What is required: Write out the entries exactly, pictures excluded.

--- The data ---

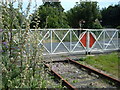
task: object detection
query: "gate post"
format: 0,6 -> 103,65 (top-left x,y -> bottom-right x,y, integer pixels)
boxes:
103,30 -> 105,52
51,30 -> 53,53
86,30 -> 90,55
117,30 -> 119,49
70,29 -> 72,52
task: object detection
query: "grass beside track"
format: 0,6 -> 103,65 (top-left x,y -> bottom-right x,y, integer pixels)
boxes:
78,52 -> 119,79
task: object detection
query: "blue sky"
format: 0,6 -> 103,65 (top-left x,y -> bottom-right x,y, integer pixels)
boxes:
14,0 -> 120,14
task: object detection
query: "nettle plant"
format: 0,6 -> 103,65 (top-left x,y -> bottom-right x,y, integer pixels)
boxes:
1,0 -> 48,88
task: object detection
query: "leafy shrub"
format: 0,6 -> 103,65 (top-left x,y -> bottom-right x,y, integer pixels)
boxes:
92,22 -> 103,29
1,0 -> 48,89
92,19 -> 103,29
116,26 -> 120,29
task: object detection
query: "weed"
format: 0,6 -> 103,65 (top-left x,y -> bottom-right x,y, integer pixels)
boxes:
72,80 -> 79,83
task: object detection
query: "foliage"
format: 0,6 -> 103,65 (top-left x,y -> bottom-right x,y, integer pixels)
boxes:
66,1 -> 102,29
101,4 -> 120,28
78,53 -> 119,78
92,19 -> 103,29
2,7 -> 25,29
116,26 -> 120,29
1,0 -> 48,89
30,2 -> 70,28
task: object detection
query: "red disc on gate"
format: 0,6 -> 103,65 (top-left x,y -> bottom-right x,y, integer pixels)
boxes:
80,32 -> 96,48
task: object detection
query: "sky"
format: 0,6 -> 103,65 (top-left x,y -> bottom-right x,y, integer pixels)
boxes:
13,0 -> 120,14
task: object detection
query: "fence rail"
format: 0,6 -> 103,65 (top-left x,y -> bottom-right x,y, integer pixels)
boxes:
12,28 -> 119,55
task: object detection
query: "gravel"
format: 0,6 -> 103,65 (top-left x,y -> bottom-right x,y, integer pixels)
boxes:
49,62 -> 117,88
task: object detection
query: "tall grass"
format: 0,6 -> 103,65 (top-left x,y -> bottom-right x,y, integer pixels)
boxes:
78,53 -> 119,78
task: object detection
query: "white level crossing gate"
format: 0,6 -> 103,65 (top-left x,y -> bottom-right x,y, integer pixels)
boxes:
29,29 -> 119,55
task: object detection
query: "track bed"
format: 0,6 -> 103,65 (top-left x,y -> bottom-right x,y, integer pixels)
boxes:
45,58 -> 120,89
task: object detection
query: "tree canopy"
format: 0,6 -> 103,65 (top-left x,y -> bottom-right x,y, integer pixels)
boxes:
66,1 -> 102,29
30,2 -> 70,28
101,4 -> 120,28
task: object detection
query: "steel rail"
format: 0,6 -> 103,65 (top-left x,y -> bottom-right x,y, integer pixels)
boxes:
45,64 -> 76,90
67,58 -> 120,87
45,58 -> 120,89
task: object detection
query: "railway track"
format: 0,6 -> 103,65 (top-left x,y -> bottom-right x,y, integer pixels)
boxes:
45,58 -> 120,89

---

Result below:
task: object detection
query: "gate post"
format: 0,6 -> 103,65 (top-left x,y -> bottom-right x,y, integer pixels)
boxes:
103,30 -> 105,52
51,30 -> 53,53
86,30 -> 90,55
117,30 -> 119,49
70,29 -> 72,52
task: object detection
query: "grass beside track"
format: 0,6 -> 103,65 (top-left x,y -> bottom-right x,y, integer pixels)
boxes:
78,52 -> 119,79
task: object detection
query: "blue sky"
format: 0,6 -> 103,65 (top-left x,y -> bottom-right x,y, integer pixels)
boxes:
14,0 -> 120,14
task: object detection
query: "nettle plant"
format: 0,6 -> 103,65 (top-left x,y -> bottom-right x,y, integer pixels)
boxes:
1,0 -> 48,88
task: object detection
query: "leafy shrub"
format: 0,6 -> 103,65 (top-left x,y -> bottom-right x,y, integer pixels)
boxes:
92,22 -> 103,29
1,0 -> 48,89
92,19 -> 103,29
116,26 -> 120,29
task: object detection
query: "weed"
format: 0,6 -> 103,65 (top-left x,y -> bottom-right x,y, integer pixels)
boxes:
72,80 -> 79,83
task: object detection
query: "foliage"
format: 0,6 -> 103,65 (top-left x,y -> bottom-right x,y, integer pixels)
boxes:
66,1 -> 102,29
101,4 -> 120,28
78,53 -> 119,78
92,19 -> 103,29
2,7 -> 25,29
116,26 -> 120,29
1,0 -> 48,89
30,2 -> 70,28
task: object detection
query: "red disc on gate"
format: 0,6 -> 103,65 (top-left x,y -> bottom-right x,y, integer pixels)
boxes:
80,32 -> 96,48
task: object detection
query: "sky"
format: 0,6 -> 103,65 (top-left x,y -> bottom-right x,y, integer pixels)
boxes:
13,0 -> 120,14
task: object detection
query: "fence rail"
format: 0,6 -> 103,65 (top-left x,y -> bottom-right x,y, integer pixels)
boxes:
12,28 -> 119,55
task: object detection
query: "gravel"
format: 0,6 -> 103,65 (top-left x,y -> bottom-right x,y, integer pixels)
boxes:
49,62 -> 117,88
task: object detection
query: "tall grass"
format: 0,6 -> 103,65 (top-left x,y -> bottom-right x,y, integer pixels)
boxes:
78,53 -> 119,78
task: object detection
query: "white level crossing gate"
format: 0,6 -> 103,65 (top-left x,y -> bottom-right x,y, integer pixels)
boxes:
29,29 -> 119,55
task: object detection
query: "track bed"
format: 0,6 -> 103,65 (top-left x,y -> bottom-right x,y, integer pixels)
boxes:
45,58 -> 120,89
task: object detection
query: "tree canopy"
format: 0,6 -> 103,65 (top-left x,y -> bottom-right x,y, integer pixels)
boxes:
66,1 -> 102,29
30,2 -> 70,28
101,4 -> 120,28
task: object detection
query: "steel rail"
format: 0,6 -> 103,65 (top-left x,y -> bottom-right x,y, integer pixels)
boxes:
45,64 -> 76,90
67,58 -> 120,87
45,58 -> 120,89
task: object detection
query: "railway track"
format: 0,6 -> 103,65 (top-left x,y -> bottom-right x,y, integer pixels)
boxes:
45,58 -> 120,89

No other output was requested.